- [Exercise directions]
Output, word for word, every line from the line with "the green foliage" through the final line of the data below.
+ + +
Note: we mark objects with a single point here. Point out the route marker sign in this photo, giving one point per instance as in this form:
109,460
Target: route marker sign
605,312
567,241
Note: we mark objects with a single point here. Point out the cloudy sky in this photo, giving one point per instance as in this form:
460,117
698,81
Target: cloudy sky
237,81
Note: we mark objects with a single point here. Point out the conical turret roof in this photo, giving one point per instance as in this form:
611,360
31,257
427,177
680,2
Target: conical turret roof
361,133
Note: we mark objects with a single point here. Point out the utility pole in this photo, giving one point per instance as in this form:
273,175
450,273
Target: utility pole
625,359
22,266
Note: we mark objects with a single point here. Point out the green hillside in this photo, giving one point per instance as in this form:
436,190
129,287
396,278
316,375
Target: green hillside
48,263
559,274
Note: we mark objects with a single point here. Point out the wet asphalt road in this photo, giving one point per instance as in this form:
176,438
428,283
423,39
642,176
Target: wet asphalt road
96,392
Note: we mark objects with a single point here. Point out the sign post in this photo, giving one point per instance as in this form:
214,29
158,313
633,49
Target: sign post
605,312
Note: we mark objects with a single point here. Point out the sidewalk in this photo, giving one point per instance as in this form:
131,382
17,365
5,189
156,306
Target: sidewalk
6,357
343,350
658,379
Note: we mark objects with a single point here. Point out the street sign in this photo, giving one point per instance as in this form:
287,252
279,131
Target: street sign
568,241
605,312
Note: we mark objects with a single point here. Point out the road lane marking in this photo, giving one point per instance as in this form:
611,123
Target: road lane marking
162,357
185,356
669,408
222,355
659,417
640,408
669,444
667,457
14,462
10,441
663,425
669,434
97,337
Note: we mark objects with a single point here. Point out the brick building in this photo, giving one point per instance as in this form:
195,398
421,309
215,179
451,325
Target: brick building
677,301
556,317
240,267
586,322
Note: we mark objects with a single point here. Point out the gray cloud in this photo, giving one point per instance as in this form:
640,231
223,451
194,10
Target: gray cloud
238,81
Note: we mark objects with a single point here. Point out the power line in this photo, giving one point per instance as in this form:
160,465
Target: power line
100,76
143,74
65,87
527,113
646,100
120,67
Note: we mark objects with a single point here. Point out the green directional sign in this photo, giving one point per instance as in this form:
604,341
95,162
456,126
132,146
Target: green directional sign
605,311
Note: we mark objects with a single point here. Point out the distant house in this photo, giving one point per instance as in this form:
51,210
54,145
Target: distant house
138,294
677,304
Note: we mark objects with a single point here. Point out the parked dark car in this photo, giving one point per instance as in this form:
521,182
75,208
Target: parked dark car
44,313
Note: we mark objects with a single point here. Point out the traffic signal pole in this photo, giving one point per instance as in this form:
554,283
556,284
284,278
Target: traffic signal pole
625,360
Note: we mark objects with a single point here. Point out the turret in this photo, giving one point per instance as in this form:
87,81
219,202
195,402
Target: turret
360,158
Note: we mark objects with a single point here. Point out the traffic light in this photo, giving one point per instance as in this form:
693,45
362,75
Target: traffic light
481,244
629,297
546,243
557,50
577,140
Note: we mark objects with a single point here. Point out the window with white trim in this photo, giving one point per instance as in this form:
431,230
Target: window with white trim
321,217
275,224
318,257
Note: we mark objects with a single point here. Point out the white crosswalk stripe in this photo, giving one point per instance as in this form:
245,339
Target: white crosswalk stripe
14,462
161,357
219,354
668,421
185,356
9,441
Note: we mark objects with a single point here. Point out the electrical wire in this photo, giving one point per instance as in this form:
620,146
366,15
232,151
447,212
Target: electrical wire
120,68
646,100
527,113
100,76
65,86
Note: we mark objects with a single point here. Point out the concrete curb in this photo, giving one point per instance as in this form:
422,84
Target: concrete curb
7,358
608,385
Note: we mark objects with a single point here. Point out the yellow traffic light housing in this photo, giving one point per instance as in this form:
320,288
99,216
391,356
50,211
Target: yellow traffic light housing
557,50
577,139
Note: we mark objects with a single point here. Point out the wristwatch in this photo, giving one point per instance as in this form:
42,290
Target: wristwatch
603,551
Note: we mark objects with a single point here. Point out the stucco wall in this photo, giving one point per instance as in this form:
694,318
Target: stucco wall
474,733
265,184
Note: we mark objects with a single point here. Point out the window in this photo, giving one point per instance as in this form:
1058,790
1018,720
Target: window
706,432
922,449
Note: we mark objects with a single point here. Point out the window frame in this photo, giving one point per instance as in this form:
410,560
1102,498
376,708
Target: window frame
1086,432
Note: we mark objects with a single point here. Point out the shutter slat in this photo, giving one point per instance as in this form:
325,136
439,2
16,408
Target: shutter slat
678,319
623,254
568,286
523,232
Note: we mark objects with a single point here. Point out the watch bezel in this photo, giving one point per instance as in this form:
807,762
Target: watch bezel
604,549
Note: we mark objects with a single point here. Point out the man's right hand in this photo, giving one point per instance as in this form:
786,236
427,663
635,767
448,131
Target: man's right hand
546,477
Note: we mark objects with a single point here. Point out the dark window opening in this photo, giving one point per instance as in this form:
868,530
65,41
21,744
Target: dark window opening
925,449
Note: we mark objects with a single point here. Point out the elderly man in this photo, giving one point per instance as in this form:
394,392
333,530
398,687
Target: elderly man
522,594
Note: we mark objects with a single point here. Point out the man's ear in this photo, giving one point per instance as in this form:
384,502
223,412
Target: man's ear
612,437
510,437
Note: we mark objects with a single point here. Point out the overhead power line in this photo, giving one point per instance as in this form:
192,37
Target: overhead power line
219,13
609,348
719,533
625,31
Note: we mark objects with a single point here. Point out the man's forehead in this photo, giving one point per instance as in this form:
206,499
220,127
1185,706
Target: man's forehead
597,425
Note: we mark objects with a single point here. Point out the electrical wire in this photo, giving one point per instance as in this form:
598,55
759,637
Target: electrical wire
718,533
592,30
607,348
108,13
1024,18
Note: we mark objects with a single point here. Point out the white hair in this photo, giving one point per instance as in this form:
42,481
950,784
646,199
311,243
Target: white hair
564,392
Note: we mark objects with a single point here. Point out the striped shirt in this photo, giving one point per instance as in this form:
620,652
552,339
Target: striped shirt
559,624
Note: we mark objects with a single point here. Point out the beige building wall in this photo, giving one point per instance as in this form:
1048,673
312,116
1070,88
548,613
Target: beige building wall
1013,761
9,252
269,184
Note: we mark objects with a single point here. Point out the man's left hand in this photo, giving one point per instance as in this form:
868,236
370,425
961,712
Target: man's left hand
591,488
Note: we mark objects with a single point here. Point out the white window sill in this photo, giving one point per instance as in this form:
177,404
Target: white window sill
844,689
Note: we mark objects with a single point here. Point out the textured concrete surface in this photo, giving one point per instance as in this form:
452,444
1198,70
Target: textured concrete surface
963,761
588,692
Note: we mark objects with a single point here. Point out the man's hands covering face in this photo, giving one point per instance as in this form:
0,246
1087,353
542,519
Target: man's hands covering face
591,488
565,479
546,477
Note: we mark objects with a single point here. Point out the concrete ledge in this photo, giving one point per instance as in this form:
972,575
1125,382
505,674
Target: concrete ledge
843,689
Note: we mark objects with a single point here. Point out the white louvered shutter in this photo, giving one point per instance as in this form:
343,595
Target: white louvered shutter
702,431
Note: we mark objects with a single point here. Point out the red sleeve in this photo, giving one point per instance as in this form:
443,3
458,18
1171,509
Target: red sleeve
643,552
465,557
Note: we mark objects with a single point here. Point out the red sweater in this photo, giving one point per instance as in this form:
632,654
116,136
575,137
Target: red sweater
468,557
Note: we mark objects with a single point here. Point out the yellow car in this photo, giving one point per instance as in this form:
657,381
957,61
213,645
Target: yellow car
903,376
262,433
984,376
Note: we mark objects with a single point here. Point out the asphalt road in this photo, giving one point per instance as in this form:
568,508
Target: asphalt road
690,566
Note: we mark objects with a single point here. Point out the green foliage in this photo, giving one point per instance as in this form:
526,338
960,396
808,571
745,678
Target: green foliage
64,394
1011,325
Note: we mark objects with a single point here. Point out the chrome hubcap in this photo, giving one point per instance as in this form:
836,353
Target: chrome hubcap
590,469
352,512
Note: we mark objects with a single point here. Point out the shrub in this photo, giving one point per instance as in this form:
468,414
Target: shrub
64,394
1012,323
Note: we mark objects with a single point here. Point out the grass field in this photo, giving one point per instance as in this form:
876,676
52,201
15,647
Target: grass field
+ + +
- [Exercise response]
Note: we mark objects with a single point here. Point out the green foliage in this photo, giving one point per instance as in this form:
526,338
960,396
808,571
745,678
Target: green foliage
64,394
1011,325
Note: we mark objects with a single point here. Point out the chrome hubcap in this photo, giving one point per instance as in this form:
836,353
Target: chrome hubcap
590,469
352,512
Note: we mark objects with a single point here. Point out the shrub in this photo, giving one point per instance as in this form:
468,414
Target: shrub
64,394
1012,323
Note: we mark objects with a single point here. Point out the grass field in this photo, giving one point per instance as in this form:
876,676
52,201
15,647
Target: grass field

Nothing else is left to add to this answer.